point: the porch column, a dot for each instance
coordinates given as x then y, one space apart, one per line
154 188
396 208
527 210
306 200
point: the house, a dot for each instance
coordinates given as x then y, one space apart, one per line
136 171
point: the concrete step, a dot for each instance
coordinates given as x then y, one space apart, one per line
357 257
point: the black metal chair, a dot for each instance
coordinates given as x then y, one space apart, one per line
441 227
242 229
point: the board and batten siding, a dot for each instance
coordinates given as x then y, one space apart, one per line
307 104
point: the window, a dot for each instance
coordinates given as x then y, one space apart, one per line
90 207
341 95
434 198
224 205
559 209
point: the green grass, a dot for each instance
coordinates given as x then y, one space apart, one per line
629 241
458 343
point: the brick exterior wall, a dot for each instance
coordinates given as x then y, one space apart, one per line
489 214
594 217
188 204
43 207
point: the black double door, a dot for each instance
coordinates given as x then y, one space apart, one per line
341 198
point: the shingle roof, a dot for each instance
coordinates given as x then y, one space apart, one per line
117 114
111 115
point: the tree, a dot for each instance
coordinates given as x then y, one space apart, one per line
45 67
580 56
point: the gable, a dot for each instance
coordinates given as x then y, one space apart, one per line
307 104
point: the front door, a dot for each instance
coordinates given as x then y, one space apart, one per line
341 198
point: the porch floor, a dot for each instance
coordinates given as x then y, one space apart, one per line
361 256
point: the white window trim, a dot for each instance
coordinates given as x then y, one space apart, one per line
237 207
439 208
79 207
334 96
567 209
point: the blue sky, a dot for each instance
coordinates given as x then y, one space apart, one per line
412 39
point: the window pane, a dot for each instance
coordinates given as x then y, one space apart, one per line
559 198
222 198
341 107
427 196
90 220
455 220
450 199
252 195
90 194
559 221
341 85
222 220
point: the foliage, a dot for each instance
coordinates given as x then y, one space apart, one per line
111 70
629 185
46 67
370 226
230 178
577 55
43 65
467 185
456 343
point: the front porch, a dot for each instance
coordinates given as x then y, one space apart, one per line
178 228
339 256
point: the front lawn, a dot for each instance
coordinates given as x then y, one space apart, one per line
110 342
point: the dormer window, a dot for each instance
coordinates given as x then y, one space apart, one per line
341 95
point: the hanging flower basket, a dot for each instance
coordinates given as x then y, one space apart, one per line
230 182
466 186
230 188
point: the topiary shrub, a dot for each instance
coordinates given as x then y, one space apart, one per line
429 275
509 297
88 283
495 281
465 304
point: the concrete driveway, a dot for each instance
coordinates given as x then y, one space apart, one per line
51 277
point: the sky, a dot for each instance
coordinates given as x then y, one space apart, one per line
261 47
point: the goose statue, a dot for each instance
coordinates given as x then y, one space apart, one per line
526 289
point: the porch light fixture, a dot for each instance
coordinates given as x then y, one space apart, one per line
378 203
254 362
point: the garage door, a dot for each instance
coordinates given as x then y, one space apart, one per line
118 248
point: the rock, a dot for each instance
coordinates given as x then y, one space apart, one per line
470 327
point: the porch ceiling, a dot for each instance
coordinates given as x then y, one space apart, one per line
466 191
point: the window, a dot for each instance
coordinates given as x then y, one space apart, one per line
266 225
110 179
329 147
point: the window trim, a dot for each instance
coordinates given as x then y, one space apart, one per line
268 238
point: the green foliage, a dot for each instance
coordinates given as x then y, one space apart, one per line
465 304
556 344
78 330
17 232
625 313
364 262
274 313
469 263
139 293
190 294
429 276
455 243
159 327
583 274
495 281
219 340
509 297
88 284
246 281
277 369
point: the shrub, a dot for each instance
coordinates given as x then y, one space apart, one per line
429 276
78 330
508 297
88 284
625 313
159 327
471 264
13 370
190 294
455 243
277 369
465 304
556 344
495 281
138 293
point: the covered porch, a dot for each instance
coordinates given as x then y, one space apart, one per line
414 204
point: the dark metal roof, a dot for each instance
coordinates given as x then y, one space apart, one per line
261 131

#### Work instructions:
Rewrite the entries from the line containing "point: the porch light" through the end of the entries, swapping "green foliage" for "green vegetation" and keeping every other character as is. Return only those lines.

#### Solution to this problem:
point: the porch light fixture, a dot for each instance
coordinates given as x then y, one space apart, one per line
378 203
254 362
point: the garage door, a dot for each instance
coordinates given as x then y, one space apart, one per line
118 248
point: the rock, a dot for each instance
coordinates given as x then y, one space apart, one per line
470 327
point: the porch ceiling, a dot for each instance
coordinates given as x then y, one space apart, one per line
466 191
point: the window, a dot for each instance
coordinates given as x then y, one space apart, one per line
266 225
110 179
329 147
point: the window trim, a dot for each instance
coordinates given as x then y, one space apart, one per line
268 238
point: the green vegetation, a dot for each instance
coordinates given as x then y, one space apart, one per line
465 304
556 344
78 330
17 232
625 313
364 262
274 313
469 263
139 293
190 294
429 276
455 243
159 327
583 274
495 281
219 340
509 297
88 284
246 281
277 369
point: the shrub, a dot for each instance
coordinates given as x then y, one space apart, one per line
429 276
78 330
508 297
88 284
625 313
159 327
471 264
13 370
190 294
455 243
277 369
465 304
556 344
495 281
138 293
point: the covered porch, a dot for each instance
coordinates given as x then y, one space apart, one per line
414 204
point: the dark metal roof, a dot for each instance
coordinates given as x then y, one space apart, one per line
261 131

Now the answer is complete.